Video: Younger women turn to fertility treatments

By Correspondent
NBC News
updated 9/14/2006 7:47:24 PM ET 2006-09-14T23:47:24

For women of childbearing age, the message in fertility advertisements is hard to miss: your biological clock is ticking. Aimed at women in their 30s and 40s — when getting pregnant gets harder — now, it's many 20-somethings who seem to be hitting the panic button.

"I was rather anxious and wanted to get pregnant, you know, right away," says 25-year-old Christy Zornes.

She and her partner tried for just four months before seeing a fertility specialist, well short of the year doctors usually recommend.

The latest government numbers reveal nearly one in four college-educated women in Zornes' age group received fertility treatments. It's a rate that has doubled in seven years, even though doctors say infertility rates among these women remain low.

But the cost is high — treatment like in-vitro fertilization can run tens of thousands of dollars.

It may have more to do with attitude: women unwilling to wait for what they want, after watching others wait too long.

Dr. Karl Hansen is seeing an increase in patients under 30, and says sometimes their only problem is impatience.

Activity: Carry the article on younger women seeking fertility treatment forward from its last sentence. These rows come from a different source.

Rows excerpted from a collection:
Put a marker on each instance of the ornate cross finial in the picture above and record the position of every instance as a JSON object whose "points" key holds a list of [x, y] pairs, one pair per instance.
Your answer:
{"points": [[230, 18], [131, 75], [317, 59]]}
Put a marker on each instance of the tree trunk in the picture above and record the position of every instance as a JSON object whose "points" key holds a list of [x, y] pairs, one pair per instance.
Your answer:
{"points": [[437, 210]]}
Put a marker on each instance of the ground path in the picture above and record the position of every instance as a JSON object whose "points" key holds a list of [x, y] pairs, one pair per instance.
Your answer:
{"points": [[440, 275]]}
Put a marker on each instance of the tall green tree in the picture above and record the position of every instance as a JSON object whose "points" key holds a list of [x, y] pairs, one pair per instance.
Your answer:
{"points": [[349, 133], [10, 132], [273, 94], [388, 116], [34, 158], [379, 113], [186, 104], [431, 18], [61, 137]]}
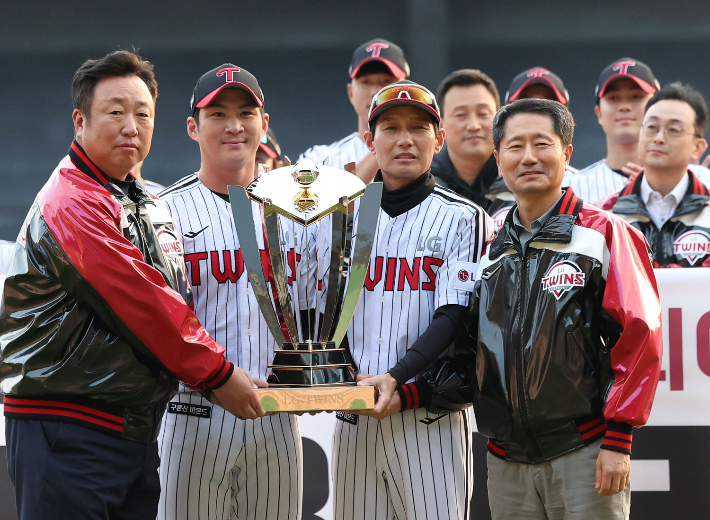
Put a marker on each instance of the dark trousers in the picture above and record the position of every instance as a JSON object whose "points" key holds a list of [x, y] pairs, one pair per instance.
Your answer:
{"points": [[64, 471]]}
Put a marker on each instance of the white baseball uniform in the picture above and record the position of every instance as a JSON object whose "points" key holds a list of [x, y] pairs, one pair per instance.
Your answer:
{"points": [[349, 149], [213, 465], [413, 464], [597, 181]]}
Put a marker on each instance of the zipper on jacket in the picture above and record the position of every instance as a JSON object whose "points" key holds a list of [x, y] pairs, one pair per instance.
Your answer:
{"points": [[522, 403]]}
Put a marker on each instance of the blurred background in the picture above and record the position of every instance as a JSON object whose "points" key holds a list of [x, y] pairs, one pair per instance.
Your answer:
{"points": [[300, 52]]}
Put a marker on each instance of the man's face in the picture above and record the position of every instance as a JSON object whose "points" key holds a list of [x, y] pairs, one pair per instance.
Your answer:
{"points": [[404, 143], [118, 131], [229, 129], [538, 91], [672, 144], [620, 110], [531, 158], [363, 88], [468, 117]]}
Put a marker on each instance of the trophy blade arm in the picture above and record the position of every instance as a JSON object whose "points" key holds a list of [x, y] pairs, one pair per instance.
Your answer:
{"points": [[335, 275], [244, 224], [368, 214], [273, 240]]}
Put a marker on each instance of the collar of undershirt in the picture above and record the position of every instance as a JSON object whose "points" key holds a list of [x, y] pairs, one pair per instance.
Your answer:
{"points": [[396, 202]]}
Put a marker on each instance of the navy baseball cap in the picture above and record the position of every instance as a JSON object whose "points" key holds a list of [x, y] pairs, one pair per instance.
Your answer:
{"points": [[269, 145], [537, 76], [386, 52], [404, 92], [226, 75], [630, 68]]}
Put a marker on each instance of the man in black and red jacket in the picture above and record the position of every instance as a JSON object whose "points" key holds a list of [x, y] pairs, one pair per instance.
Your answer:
{"points": [[96, 327], [667, 202], [563, 347]]}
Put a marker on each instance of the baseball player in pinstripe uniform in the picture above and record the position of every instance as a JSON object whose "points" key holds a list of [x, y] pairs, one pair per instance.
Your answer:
{"points": [[375, 64], [411, 464], [213, 465]]}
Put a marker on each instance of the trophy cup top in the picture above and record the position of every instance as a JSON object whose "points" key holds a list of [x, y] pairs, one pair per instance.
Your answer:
{"points": [[305, 192]]}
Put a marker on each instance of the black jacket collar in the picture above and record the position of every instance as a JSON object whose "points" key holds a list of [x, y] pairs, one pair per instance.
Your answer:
{"points": [[631, 203], [557, 230], [396, 202]]}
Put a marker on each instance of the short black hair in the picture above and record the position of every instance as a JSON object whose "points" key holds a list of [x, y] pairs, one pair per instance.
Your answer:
{"points": [[562, 120], [466, 78], [115, 64], [687, 94]]}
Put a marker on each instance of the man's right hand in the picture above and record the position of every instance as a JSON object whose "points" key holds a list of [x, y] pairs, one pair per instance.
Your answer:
{"points": [[237, 396]]}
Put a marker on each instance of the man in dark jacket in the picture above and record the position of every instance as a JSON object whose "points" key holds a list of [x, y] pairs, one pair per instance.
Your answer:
{"points": [[95, 325], [564, 336], [667, 202]]}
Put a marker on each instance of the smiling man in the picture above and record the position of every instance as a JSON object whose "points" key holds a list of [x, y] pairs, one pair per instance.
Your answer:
{"points": [[563, 350], [394, 463], [248, 469], [96, 325], [667, 202]]}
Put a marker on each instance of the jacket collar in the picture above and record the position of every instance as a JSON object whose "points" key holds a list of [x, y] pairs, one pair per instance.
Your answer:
{"points": [[557, 230], [630, 201], [396, 202], [87, 167]]}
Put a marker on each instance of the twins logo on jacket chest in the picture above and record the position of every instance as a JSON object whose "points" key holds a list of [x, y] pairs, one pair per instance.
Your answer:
{"points": [[563, 277], [692, 245]]}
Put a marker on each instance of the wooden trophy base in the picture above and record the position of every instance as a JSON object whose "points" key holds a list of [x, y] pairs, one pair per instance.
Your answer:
{"points": [[317, 398]]}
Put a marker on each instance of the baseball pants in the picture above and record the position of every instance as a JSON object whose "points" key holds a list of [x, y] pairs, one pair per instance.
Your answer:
{"points": [[559, 489], [68, 472], [221, 467], [411, 465]]}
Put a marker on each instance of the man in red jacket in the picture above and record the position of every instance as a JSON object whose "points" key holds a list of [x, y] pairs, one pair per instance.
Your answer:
{"points": [[95, 325]]}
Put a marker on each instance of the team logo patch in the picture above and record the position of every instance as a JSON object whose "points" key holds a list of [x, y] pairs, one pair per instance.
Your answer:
{"points": [[563, 277], [692, 245], [499, 218]]}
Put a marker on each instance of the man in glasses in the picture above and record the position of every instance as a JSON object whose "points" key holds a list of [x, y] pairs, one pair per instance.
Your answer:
{"points": [[390, 463], [666, 201], [375, 64], [215, 465]]}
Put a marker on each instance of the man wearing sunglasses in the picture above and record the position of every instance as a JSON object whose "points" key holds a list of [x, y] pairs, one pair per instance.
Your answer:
{"points": [[666, 201], [374, 65], [390, 463]]}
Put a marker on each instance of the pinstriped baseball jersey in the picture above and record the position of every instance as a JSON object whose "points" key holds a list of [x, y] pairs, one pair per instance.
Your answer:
{"points": [[349, 149], [212, 461], [598, 181], [412, 464]]}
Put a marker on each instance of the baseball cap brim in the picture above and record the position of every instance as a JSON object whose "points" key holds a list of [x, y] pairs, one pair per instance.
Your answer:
{"points": [[205, 101], [268, 151], [400, 101], [396, 71], [539, 81], [644, 85]]}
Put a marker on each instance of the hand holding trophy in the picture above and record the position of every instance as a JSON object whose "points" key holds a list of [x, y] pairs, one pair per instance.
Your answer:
{"points": [[311, 371]]}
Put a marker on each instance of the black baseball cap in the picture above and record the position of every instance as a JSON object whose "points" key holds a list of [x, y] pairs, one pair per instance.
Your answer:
{"points": [[537, 76], [269, 145], [404, 92], [383, 51], [630, 68], [226, 75]]}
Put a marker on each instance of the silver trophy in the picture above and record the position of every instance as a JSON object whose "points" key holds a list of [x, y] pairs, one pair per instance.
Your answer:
{"points": [[311, 371]]}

Answer for the task:
"With younger women, occasionally, I'll have them go try on their own for a longer period of time because they just don't need any treatment yet," he says.

But they often want it, empowered by information on the Internet and  growth of the nation's $3 billion fertility industry.

"I think it's entirely appropriate for younger women in whom we suspect there's a problem that they seek care earlier," says Dr. William Gibbons with the Society for Reproductive Technology.

In Zornes' case, there was a problem — she wasn't ovulating. While still not pregnant, she's glad she sought help early.

"A year from today I would hope to be pregnant, if not already have a baby," she says.

A dream shared by many young women, becoming more aggressive in asking their doctors for help.